- [AIM OF THE TASK]:
Everything from the line holding "pixel 449 167" to the end of the data must be reproduced exactly; include both boundary lines and nothing else.

- [INFORMATION PROVIDED]:

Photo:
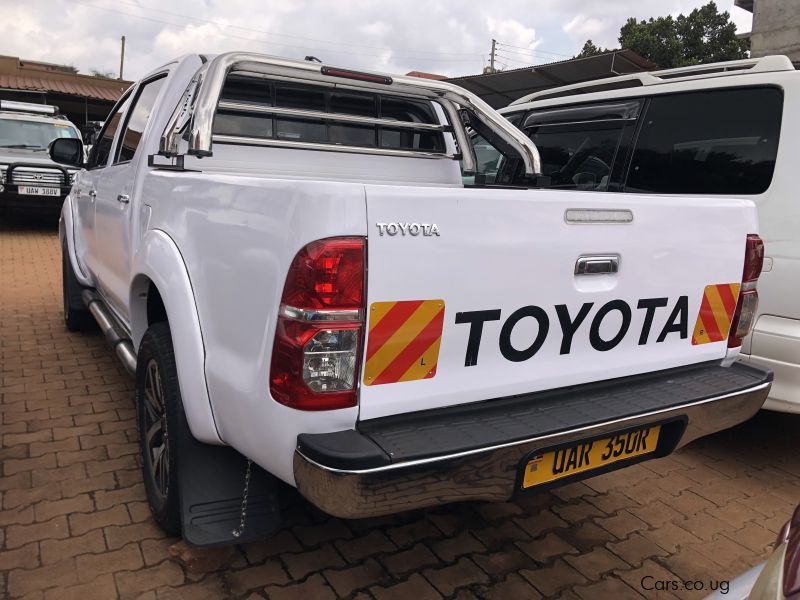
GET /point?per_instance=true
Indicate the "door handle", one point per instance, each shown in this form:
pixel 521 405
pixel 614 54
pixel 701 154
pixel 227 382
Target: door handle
pixel 597 265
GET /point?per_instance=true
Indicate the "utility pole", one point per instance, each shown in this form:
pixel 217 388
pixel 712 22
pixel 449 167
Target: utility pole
pixel 122 57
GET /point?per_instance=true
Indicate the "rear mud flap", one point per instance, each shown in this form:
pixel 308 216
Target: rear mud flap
pixel 212 483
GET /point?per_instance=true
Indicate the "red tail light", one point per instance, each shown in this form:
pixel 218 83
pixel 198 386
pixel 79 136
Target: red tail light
pixel 315 359
pixel 746 307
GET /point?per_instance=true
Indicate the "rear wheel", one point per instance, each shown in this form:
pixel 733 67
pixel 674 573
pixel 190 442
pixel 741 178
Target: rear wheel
pixel 76 316
pixel 160 415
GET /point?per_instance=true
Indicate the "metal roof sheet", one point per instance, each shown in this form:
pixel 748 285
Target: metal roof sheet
pixel 501 88
pixel 73 88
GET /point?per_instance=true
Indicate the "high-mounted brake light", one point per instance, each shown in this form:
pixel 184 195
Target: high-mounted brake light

- [COMPLETED TASK]:
pixel 449 167
Target: utility pole
pixel 122 57
GET /point?per_instance=true
Indicate the "rear mud flap", one point per instance, each shown in this form:
pixel 308 216
Target: rear mud flap
pixel 212 483
GET /point?per_instance=true
Indicate the "red tail light", one point per instance, each shown in this form:
pixel 218 83
pixel 198 386
pixel 79 136
Target: red tail light
pixel 315 359
pixel 746 307
GET /point?per_instance=true
Indicate the "rear wheel", one point per instance, each shown in this form:
pixel 733 67
pixel 674 573
pixel 190 442
pixel 741 178
Target: rear wheel
pixel 76 316
pixel 160 415
GET /point?per_instance=true
Indicate the "metal roof sheet", one point per instance, each shown in this form:
pixel 748 285
Target: metal roof sheet
pixel 501 88
pixel 73 88
GET /point?per_instance=true
Indicate the "high-mounted brake light", one point per instance, each shown in this form:
pixel 184 195
Target: high-mounted brake light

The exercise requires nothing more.